[YOUR OBJECTIVE] Your answer must be a word-for-word copy of the listing, with all pictures excluded.

[GIVEN DATA]

────────────────────

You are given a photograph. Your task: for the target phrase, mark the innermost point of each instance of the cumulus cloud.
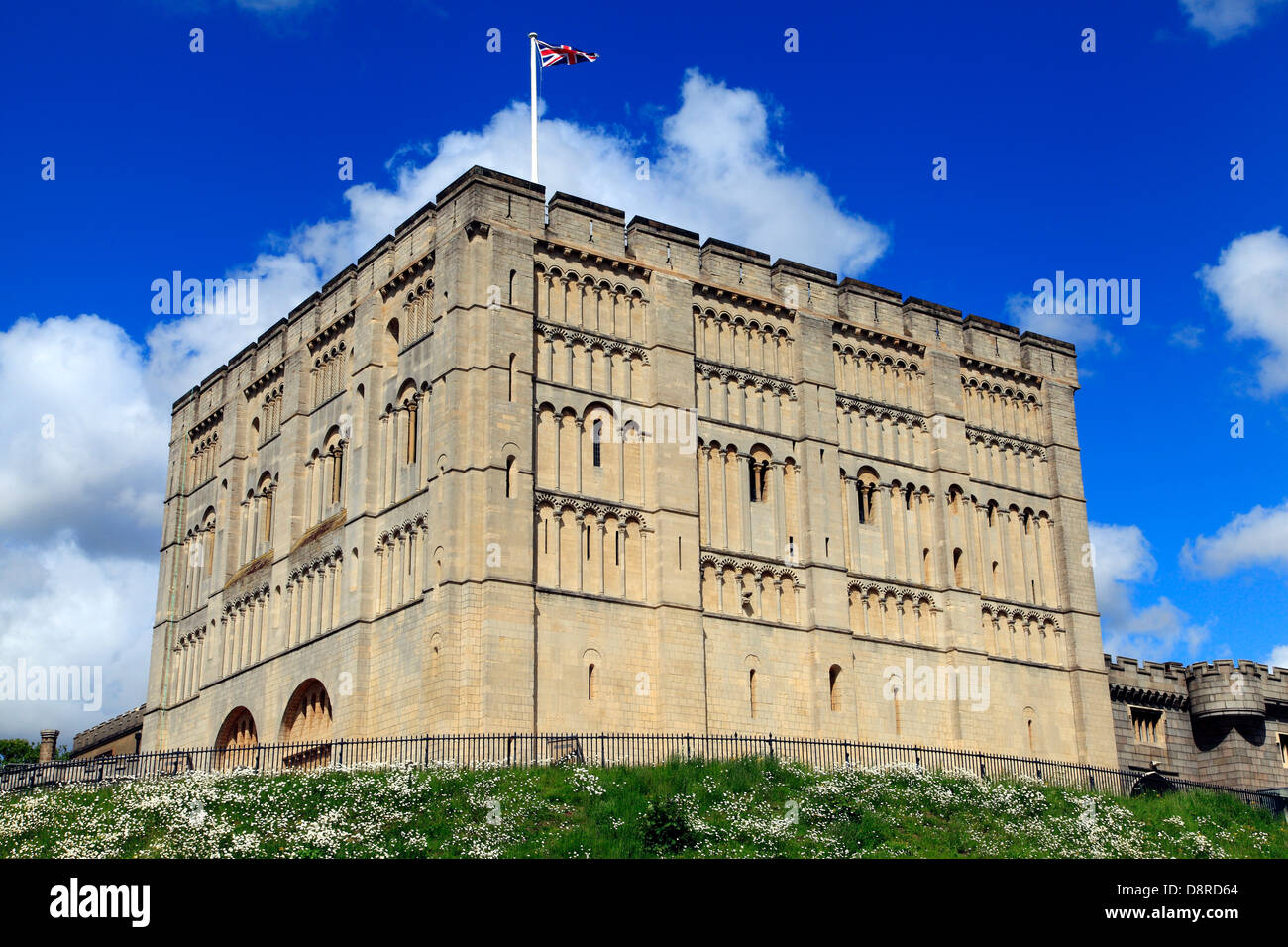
(1223, 20)
(1081, 329)
(1256, 538)
(81, 440)
(1159, 630)
(86, 428)
(63, 607)
(715, 169)
(1188, 337)
(1278, 656)
(1249, 282)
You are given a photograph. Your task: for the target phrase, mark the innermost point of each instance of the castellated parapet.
(1211, 722)
(536, 467)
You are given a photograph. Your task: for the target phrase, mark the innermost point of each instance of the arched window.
(758, 474)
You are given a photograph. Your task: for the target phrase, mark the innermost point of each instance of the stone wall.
(587, 474)
(1211, 722)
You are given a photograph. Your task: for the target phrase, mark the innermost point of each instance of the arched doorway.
(237, 744)
(307, 725)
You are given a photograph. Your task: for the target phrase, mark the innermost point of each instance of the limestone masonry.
(528, 467)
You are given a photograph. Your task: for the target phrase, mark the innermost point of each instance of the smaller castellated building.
(1210, 722)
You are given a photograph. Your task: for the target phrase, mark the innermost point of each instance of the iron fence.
(592, 749)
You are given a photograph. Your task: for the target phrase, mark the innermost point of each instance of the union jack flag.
(554, 55)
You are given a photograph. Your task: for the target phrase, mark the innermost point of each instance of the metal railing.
(592, 749)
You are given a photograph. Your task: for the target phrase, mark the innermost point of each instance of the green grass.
(746, 808)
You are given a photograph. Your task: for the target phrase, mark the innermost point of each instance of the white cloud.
(1188, 337)
(60, 605)
(1082, 330)
(82, 509)
(1223, 20)
(1278, 656)
(715, 169)
(1157, 631)
(81, 440)
(1250, 285)
(1257, 538)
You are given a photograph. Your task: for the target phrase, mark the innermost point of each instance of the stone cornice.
(851, 402)
(206, 424)
(1001, 371)
(1146, 697)
(583, 505)
(1016, 609)
(988, 436)
(887, 586)
(595, 257)
(724, 294)
(589, 338)
(408, 274)
(333, 330)
(741, 564)
(266, 379)
(745, 376)
(864, 333)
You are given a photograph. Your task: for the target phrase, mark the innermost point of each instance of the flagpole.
(532, 39)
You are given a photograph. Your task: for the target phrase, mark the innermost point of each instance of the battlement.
(483, 197)
(1222, 688)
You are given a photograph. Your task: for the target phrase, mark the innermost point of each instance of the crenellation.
(535, 453)
(664, 247)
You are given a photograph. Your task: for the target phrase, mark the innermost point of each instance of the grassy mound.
(746, 808)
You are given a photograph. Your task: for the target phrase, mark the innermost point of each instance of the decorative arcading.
(1019, 445)
(590, 339)
(597, 508)
(741, 565)
(746, 377)
(413, 523)
(885, 589)
(317, 562)
(913, 419)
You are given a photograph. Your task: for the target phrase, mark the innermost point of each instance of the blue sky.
(1107, 163)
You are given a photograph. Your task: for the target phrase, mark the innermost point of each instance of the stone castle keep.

────────────────────

[TASK RESULT]
You are given a photograph. Your task: for the target phrase, mark the innermost point of each instance of the cumulus cloud.
(1223, 20)
(1081, 329)
(1256, 538)
(81, 440)
(1159, 630)
(86, 428)
(63, 607)
(715, 169)
(1188, 337)
(1278, 656)
(1249, 282)
You are given a photograph. Your task: for the target phrase, mark the innermost point of each instance of the castellated parapet.
(1211, 722)
(536, 467)
You are given a photograph. Your task: for the target phrase, mark the innermost point of each instance of the arched window.
(758, 474)
You are given a photograph. Your task: for the target phrase, mark the innermost point of each instance of the stone wall.
(587, 474)
(1211, 722)
You are given a photograph. Your task: for the target phrase, mark the innermost point of each instance of the arched doorway.
(237, 744)
(307, 725)
You are given a photograph. Your task: for the target phrase, mark the innermost point of each instance of the limestone masonry.
(528, 467)
You are given a photograph. Your task: for the target phrase, mark the innermost point of each instance of the smaller castellated building.
(1210, 722)
You are given a photograph. Your task: for the target phrase, mark the innermost point of each instance of the iron fence.
(592, 749)
You are given a photograph. Your task: for the target phrase, mark the innermost point of each instance of the union jack flag.
(554, 55)
You are given a photograph. Your task: for the target phrase, mark the innermost point of each instance of the metal railing.
(592, 749)
You are given a photograph. Your task: for the target phrase, mark the innermost point of each instance of the green grass.
(746, 808)
You are given a photograph. Your task: for the target phrase, mark the innermost point of each instance of the white cloud.
(1188, 337)
(60, 605)
(1082, 330)
(82, 509)
(1223, 20)
(1278, 656)
(715, 169)
(1157, 631)
(81, 440)
(1250, 285)
(1257, 538)
You are given a photograph. Your task: for the target phrase, mark the innermost point of each instance of the stone cornice.
(851, 402)
(206, 424)
(1001, 371)
(1146, 697)
(583, 505)
(1016, 609)
(988, 436)
(887, 586)
(595, 257)
(724, 294)
(589, 338)
(408, 274)
(333, 330)
(741, 564)
(266, 379)
(745, 376)
(864, 333)
You are given a photograph. Your task: for the target phrase, mark the innermost point of each instance of the flagpole.
(532, 39)
You are given a photograph. Your task: for the target phrase, mark the innermost point of each instance of the battlement.
(483, 197)
(1222, 688)
You are given a photograph. Your task: for the target phrase, mark the innermost point of each instance of the crenellation.
(535, 453)
(664, 247)
You are given a photograph. Your task: for the target phrase, mark the innermost point of each instance of the grassy mound.
(746, 808)
You are given a photograph. Your task: for the target phrase, mark the innermost point of each instance of the decorative arcading.
(1019, 445)
(590, 339)
(597, 508)
(741, 565)
(746, 377)
(413, 523)
(885, 589)
(317, 562)
(913, 419)
You are given a photograph. Your task: for the target phrase, mark the innermost point of each instance of the blue sky.
(1107, 163)
You are given a photograph. Your task: for the target phrase, mark the innermost point of each instance of the stone castle keep.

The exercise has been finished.